▶ [Extracted text]
+--
We all know about early spring blooming daffodils and crocus but there are some delightful perennial flowers that bloom early, even if there is still some snow on the ground. The early spring blooming flowers typically do not like heat, so are found in the shady areas or under the canopy of deciduous trees and they go dormant when summer temperatures rise.

Hellebores, which are also called the Christmas Rose, are the most common winter blooming flower. Coming in several different colors and sizes these winter blooming flowers provide much needed interest in late winter. Dusty pinks and creamy whites are the predominant flower colors held above dark green leaves which stay above ground most of the year. Hellebores are also very hardy, withstanding even zone 4 winters.

No cottage garden would be without cowslips and primroses which bloom about the same time as early daffodils. Both of these plants like part sun conditions and will go dormant when summer arrives. Cowslips have a cluster of small yellow flowers held above a rosette of medium green leaves. The primrose has larger flowers than cowslips and they are held much closer to the ground. Primulas can be found in pinks, yellows and dark blues.
+--
▶ [The data]
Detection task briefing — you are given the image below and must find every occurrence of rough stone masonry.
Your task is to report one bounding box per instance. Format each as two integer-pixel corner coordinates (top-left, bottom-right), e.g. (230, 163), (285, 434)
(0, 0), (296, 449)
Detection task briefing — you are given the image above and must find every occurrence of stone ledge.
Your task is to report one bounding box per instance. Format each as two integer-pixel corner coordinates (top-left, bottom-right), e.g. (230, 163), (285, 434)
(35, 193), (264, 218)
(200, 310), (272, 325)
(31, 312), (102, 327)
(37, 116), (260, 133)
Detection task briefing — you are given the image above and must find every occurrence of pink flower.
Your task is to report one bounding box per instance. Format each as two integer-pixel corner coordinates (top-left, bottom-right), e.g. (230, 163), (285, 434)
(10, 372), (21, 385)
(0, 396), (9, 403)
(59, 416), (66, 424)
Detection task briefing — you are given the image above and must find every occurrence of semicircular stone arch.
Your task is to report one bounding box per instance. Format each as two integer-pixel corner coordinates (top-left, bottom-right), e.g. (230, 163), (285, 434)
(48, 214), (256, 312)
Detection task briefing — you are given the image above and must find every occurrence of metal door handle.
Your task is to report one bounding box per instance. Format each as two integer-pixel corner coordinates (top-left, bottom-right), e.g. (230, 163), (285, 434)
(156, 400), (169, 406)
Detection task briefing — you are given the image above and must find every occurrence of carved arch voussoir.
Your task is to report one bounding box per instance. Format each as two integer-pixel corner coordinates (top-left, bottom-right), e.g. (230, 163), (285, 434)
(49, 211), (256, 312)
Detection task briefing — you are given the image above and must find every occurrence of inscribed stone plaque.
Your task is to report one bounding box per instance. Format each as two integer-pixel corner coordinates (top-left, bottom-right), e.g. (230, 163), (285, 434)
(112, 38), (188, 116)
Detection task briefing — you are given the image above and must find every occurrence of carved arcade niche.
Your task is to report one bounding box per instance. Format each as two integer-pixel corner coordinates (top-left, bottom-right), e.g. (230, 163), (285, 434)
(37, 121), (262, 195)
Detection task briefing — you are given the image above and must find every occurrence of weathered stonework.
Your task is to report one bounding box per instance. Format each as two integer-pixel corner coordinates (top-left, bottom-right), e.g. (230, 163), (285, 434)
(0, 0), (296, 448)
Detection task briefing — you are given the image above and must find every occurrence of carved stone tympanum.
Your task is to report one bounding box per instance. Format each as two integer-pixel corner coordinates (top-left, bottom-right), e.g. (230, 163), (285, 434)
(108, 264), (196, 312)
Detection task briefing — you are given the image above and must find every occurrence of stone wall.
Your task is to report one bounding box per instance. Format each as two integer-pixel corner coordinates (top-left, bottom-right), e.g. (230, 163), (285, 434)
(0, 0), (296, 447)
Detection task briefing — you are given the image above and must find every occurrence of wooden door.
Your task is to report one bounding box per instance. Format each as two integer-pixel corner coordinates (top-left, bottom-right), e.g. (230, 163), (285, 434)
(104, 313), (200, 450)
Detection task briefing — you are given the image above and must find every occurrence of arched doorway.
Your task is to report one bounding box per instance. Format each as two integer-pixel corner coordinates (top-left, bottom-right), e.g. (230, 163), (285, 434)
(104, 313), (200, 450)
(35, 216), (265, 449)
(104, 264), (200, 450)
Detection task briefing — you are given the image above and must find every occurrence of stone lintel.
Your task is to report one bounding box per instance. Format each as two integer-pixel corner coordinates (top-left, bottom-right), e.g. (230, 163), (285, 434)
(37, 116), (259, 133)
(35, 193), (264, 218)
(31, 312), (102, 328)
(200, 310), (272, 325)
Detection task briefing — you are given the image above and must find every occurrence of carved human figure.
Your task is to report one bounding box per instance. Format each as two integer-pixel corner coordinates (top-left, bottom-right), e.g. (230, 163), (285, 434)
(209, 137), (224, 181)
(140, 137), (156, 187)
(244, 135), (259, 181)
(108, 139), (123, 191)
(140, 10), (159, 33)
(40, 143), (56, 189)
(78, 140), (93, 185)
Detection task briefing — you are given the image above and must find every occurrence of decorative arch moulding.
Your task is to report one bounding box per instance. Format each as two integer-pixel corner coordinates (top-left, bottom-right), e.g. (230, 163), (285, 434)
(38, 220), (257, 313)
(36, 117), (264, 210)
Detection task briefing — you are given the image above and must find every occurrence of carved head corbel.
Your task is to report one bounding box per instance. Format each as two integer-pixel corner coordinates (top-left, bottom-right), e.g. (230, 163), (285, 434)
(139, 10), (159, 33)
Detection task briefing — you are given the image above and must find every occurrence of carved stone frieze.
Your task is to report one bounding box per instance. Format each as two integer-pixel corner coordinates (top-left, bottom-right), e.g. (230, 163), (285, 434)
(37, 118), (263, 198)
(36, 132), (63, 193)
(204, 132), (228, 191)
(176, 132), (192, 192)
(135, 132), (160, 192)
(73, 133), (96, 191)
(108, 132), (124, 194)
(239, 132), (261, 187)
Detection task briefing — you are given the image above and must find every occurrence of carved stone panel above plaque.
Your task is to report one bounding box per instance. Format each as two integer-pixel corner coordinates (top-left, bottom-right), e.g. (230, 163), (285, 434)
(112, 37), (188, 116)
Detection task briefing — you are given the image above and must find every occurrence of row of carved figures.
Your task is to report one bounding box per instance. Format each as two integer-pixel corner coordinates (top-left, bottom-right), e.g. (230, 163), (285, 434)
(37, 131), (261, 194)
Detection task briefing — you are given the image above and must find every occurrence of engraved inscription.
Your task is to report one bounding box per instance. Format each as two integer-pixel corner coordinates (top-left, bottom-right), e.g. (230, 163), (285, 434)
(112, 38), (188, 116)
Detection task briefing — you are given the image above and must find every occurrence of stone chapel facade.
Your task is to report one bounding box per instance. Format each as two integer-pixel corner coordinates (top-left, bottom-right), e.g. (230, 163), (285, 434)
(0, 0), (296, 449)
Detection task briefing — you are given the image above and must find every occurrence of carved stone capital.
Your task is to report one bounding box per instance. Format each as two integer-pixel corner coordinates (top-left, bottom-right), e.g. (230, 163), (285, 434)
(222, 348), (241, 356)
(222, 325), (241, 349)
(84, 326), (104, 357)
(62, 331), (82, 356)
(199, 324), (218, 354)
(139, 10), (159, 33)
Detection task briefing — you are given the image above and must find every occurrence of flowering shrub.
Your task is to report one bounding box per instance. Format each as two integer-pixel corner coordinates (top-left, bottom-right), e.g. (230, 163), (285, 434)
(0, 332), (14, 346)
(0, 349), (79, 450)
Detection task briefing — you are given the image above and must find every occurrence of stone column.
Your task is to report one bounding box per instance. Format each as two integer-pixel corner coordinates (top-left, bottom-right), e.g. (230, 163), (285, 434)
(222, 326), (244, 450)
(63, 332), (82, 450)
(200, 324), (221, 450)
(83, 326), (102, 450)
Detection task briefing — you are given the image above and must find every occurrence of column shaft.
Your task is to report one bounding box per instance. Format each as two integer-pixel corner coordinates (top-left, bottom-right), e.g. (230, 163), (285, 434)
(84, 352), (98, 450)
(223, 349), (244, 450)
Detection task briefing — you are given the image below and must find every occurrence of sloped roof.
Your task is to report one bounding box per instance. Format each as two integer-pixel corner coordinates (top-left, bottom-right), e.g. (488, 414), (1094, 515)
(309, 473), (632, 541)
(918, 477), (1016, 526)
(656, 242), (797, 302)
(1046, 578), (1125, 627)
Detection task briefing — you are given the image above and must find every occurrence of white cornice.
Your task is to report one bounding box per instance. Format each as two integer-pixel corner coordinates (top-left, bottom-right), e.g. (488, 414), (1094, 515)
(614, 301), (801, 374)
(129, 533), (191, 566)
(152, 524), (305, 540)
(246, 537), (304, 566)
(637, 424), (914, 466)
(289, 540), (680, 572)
+--
▶ [What to produce]
Extend the text on early spring blooming perennial flowers, starting after its last sentence. You can leave the records aside here.

▶ [Response below]
Winter aconite, eranthis, is a bright yellow perennial that prefers shady areas but will tolerate sunny locations too. The yellow buttercup-like flowers are held on short stems above fresh green leaves and look particularly at home peaking through un-raked leaves at the edge of a wooded area.

Use these winter blooming perennials in areas close to the home so that you can see them even if the weather is still wintry. Mix them with ferns and hostas in a shade garden, or with other perennials in a cottage garden. The plants are not bothered by insects or disease and are generally not bothered by animals – even deer!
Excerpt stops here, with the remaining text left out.